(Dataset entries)
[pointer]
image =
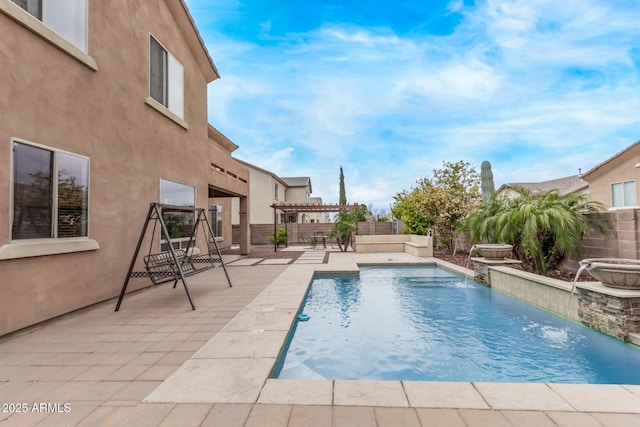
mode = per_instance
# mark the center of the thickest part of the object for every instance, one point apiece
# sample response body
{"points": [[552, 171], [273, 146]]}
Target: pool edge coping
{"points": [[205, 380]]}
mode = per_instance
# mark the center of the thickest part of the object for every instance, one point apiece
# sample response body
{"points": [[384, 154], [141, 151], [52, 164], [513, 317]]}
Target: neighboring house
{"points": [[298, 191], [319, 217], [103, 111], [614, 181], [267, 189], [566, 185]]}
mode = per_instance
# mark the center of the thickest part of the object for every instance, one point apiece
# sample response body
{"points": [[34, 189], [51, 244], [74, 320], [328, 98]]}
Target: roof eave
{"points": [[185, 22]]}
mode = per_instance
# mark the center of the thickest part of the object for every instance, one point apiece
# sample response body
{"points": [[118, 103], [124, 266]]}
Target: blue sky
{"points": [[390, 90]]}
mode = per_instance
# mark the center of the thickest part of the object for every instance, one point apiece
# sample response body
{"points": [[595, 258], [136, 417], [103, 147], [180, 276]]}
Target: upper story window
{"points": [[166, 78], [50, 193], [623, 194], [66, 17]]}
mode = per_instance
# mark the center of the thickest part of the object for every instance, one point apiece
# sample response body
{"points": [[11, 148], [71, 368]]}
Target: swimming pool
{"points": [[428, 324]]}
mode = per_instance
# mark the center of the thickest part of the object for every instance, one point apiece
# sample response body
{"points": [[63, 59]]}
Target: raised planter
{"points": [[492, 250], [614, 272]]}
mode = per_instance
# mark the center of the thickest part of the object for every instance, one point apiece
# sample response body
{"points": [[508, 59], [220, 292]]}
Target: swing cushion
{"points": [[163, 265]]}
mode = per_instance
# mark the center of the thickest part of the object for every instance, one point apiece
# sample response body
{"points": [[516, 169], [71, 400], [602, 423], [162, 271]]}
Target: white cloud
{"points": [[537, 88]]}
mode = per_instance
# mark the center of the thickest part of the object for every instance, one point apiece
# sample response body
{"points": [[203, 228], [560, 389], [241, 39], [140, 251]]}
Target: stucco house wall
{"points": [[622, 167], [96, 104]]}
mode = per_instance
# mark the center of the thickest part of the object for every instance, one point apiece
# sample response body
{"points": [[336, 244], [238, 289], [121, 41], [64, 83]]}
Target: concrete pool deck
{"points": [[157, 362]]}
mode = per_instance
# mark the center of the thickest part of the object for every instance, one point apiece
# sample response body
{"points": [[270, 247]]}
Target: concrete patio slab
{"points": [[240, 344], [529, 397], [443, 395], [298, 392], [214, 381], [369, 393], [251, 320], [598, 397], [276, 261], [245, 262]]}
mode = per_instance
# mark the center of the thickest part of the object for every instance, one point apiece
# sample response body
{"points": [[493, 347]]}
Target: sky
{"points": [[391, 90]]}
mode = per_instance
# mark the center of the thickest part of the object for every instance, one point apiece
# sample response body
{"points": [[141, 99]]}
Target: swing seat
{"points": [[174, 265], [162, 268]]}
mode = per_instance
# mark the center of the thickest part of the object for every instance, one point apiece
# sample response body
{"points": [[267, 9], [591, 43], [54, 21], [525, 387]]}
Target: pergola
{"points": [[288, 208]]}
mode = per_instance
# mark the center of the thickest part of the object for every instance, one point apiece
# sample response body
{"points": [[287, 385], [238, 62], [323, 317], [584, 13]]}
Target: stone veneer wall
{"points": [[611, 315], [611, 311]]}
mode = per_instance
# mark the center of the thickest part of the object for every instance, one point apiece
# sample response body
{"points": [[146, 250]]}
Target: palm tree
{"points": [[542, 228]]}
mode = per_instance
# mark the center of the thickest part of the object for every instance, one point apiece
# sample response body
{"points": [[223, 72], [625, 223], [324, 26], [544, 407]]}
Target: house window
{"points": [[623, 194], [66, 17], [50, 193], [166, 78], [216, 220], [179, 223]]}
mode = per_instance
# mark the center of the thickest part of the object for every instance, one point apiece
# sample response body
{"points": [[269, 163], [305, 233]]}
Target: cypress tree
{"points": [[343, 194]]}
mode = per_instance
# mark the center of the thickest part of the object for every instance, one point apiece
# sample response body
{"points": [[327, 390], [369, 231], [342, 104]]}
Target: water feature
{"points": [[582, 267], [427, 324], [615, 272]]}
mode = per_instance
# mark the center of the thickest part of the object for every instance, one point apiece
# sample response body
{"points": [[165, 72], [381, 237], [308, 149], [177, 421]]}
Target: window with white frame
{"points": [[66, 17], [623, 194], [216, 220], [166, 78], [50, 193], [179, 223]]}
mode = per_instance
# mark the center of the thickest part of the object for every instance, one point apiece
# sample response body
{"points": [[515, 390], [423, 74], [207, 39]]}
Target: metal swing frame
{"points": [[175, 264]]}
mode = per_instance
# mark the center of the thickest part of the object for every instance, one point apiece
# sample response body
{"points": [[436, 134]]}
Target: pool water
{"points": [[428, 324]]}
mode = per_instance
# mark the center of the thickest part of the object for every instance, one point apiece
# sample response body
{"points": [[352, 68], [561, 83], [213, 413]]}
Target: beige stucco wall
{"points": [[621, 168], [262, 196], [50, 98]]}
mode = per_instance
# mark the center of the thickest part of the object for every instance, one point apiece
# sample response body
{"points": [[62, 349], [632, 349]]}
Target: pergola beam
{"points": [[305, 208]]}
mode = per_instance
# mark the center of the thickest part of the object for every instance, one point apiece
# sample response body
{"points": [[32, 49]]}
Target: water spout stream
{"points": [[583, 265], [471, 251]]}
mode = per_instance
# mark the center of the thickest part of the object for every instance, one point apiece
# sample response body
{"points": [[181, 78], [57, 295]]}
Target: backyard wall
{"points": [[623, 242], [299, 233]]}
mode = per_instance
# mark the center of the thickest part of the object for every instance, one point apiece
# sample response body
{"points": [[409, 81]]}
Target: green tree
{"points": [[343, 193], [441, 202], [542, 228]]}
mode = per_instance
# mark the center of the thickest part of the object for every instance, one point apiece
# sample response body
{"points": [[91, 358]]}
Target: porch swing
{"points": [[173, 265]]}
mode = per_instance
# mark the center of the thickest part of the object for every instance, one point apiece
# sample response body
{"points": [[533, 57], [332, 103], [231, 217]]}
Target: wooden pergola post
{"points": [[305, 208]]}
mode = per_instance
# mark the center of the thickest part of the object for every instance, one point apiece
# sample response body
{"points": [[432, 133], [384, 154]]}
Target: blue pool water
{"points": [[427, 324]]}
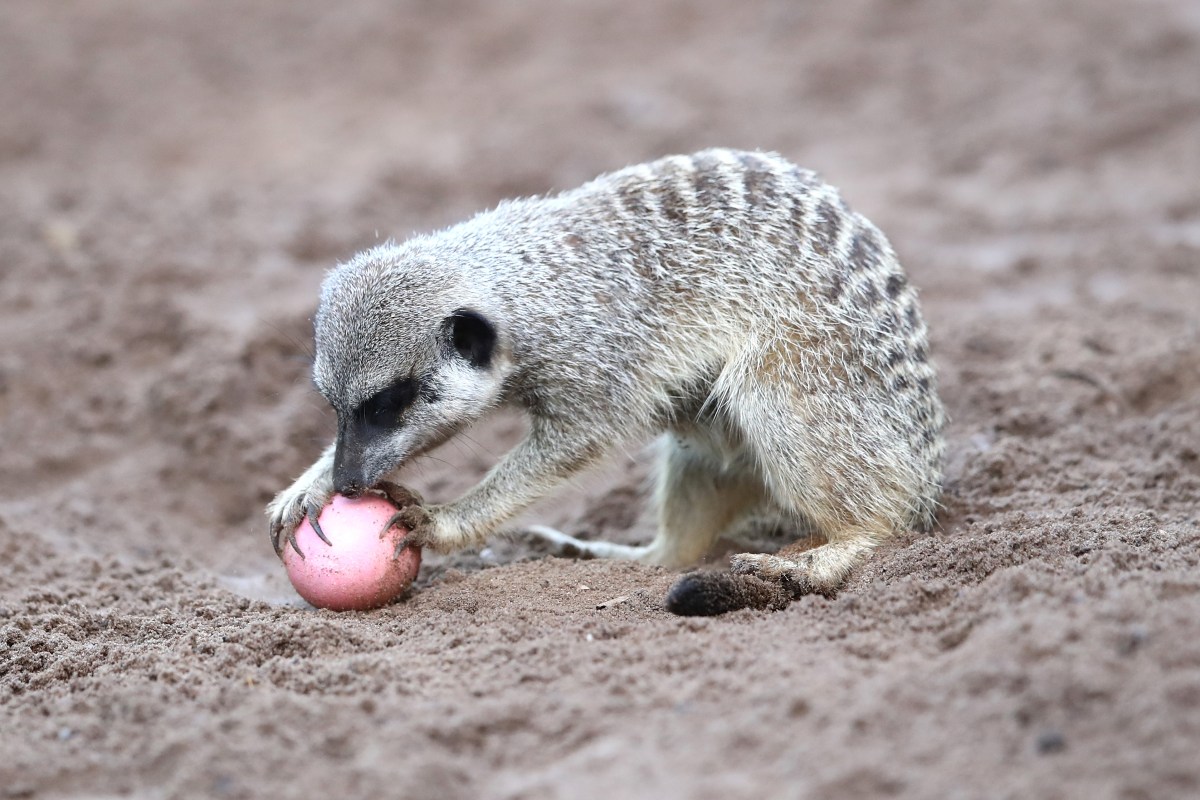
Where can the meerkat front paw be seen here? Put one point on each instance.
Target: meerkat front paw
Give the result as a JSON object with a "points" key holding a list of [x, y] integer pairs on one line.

(Exercise directions): I'd like every record printed exactly, with the pictures left out.

(Answer to the problem):
[pointer]
image =
mode = per_instance
# mark the center of the thickest part of the object for every instance, one point apiece
# sample response body
{"points": [[552, 171], [273, 146]]}
Target: pool edge coping
{"points": [[205, 380]]}
mode = per_instance
# mark the center of the thickest part of the object for every instance, one point apiece
# sample response body
{"points": [[384, 154], [141, 151], [52, 164], [513, 317]]}
Target: neighboring house
{"points": [[298, 191], [319, 217], [103, 111], [614, 181], [267, 189], [566, 185]]}
mode = per_instance
# mark the center of the thickest part of the object for every instance, one point apiece
# sample response body
{"points": [[34, 189], [51, 244], [74, 320], [328, 98]]}
Target: roof eave
{"points": [[185, 22]]}
mode = per_instance
# mark the center of the thickest part of the object for every instance, one point apiece
# sample response body
{"points": [[118, 103], [124, 266]]}
Target: blue sky
{"points": [[390, 90]]}
mode = per_instance
# mark the center of the thickest part of the object for every instance, one point apiece
# sample response body
{"points": [[595, 258], [136, 417], [103, 147], [180, 276]]}
Target: upper story window
{"points": [[166, 78], [50, 193], [623, 194], [66, 17]]}
mode = per_instance
# mark the center of the thickest part of the object for every instance, one point apiece
# sample response body
{"points": [[11, 148], [71, 368]]}
Target: swimming pool
{"points": [[428, 324]]}
mode = per_instance
# mark the center of the thickest part of the object for every instance, one point apiece
# sample response body
{"points": [[63, 59]]}
Target: raised planter
{"points": [[492, 250], [614, 272]]}
mode = per_instance
# mark the center of the thickest part of the object for every instance, one point apiece
# sample response body
{"points": [[508, 59], [220, 292]]}
Target: swing cushion
{"points": [[163, 265]]}
mode = per_instance
# mark the center of the thickest part of the object for every instance, one point apiece
# sample response body
{"points": [[516, 169], [71, 400], [602, 423], [162, 271]]}
Target: white cloud
{"points": [[537, 88]]}
mode = per_instance
# mark the center of the thickest part of the object for every instance, one point apiece
# sample response body
{"points": [[203, 228], [560, 389], [241, 39], [140, 251]]}
Target: stucco house wall
{"points": [[622, 167], [96, 104]]}
mode = per_instance
# mark the center of the thickest part of the object for every instance, one point apiece
# sample response body
{"points": [[336, 244], [238, 289], [121, 41], [64, 83]]}
Target: concrete pool deck
{"points": [[157, 362]]}
mode = per_instance
# mark the center of the thickest part of the object for every instance, one point apiece
# sample response body
{"points": [[270, 247]]}
Target: concrete patio slab
{"points": [[240, 344], [529, 397], [443, 395], [298, 392], [214, 381], [369, 393], [251, 320], [598, 397], [276, 261], [245, 262]]}
mode = per_instance
# mark the center of the thickest part of the object for every instance, one point apiece
# sample response body
{"points": [[493, 347]]}
Target: sky
{"points": [[391, 90]]}
mode = per_instance
# mark the center of the thickest part of the object for every instance, one point apiece
# sample response body
{"points": [[141, 99]]}
Target: swing seat
{"points": [[174, 265], [162, 268]]}
mode = per_instance
# mark the center of the thickest part of the object for every instance, one point apiece
# sample response body
{"points": [[267, 9], [591, 43], [54, 21], [525, 387]]}
Target: pergola
{"points": [[288, 208]]}
mode = per_instance
# mark the center of the thickest part of the object for every instance, one point apiece
# sample response body
{"points": [[287, 385], [238, 62], [323, 317], [584, 13]]}
Target: stone veneer wall
{"points": [[611, 315], [611, 311]]}
mode = per_instance
# mark the center of the thickest part of the object for every instance, one point apiece
# sample response body
{"points": [[146, 250]]}
Target: palm tree
{"points": [[542, 228]]}
mode = per_instance
# mark the center of the thickest part of the object for every instance, one point apiece
# sample response body
{"points": [[223, 72], [625, 223], [324, 26], [544, 407]]}
Target: house window
{"points": [[623, 194], [66, 17], [50, 193], [166, 78], [216, 220], [179, 223]]}
mode = per_instance
# mark the center of the thickest part of the object for every instance, one point apiece
# sample response body
{"points": [[269, 163], [305, 233]]}
Target: cypress tree
{"points": [[343, 194]]}
mode = per_instance
# mark the center of the thickest part of the object for every instance, one point apiece
# sample response body
{"points": [[327, 390], [369, 231], [342, 104]]}
Target: water feature
{"points": [[582, 267], [427, 324], [615, 272]]}
mode = per_instance
# mark the center of the thickest part of the object for every instance, one point apiece
# sample response body
{"points": [[165, 72], [381, 237], [308, 149], [177, 421]]}
Target: window with white frame
{"points": [[66, 17], [623, 194], [216, 220], [166, 78], [50, 193], [179, 223]]}
mode = per_instance
# mark the center of the thickest part of the object for every instance, one point apiece
# sample response body
{"points": [[515, 390], [423, 74], [207, 39]]}
Target: metal swing frame
{"points": [[175, 264]]}
mode = per_instance
# mark the center of the thickest part of the object for every instance, one point apiece
# sample response body
{"points": [[436, 134]]}
Target: pool water
{"points": [[428, 324]]}
mode = per_instance
# mark the center of the thickest part of the object for every instance, one point apiece
# sample response body
{"points": [[352, 68], [561, 83], [213, 413]]}
Target: beige stucco wall
{"points": [[621, 168], [262, 196], [50, 98]]}
mode = per_instance
# mark the center of the thickest part of the object for every instance, one point apiece
# sample response body
{"points": [[62, 349], [632, 349]]}
Target: pergola beam
{"points": [[305, 208]]}
mode = per_instance
# mark the center of the thickest part of the object for every instance, one point apiece
# sample response body
{"points": [[32, 49]]}
Target: water spout stream
{"points": [[583, 265], [471, 251]]}
mode = per_instance
# mark the center of the thickest part of the object for every instance, one point apiece
# sample response body
{"points": [[181, 78], [57, 295]]}
Target: backyard wall
{"points": [[623, 242], [299, 233]]}
mode = per_instance
# mark the center of the thickest part of the object for every instance, one point apiece
# sample response body
{"points": [[409, 81]]}
Target: green tree
{"points": [[343, 193], [441, 202], [542, 228]]}
mode = per_instance
# mark the center of the thickest part of the object for every instance, one point apiece
# sample response body
{"points": [[91, 358]]}
Target: porch swing
{"points": [[173, 265]]}
mode = per_instance
# mark the center of the thickest part of the object for every instance, one point apiece
# sample response body
{"points": [[533, 57], [332, 103], [231, 217]]}
Target: wooden pergola post
{"points": [[305, 208]]}
mode = per_instance
# mark the center of the thickest part of the object for every instance, one point apiece
# sample response body
{"points": [[432, 133], [384, 154]]}
Target: blue pool water
{"points": [[427, 324]]}
Where can the meerkat front paw be seen here? Put one point on each instance.
Target: meerkat front paw
Give the result as a JSON object with a "points" key holding a list of [x, y] integer pairs on one line.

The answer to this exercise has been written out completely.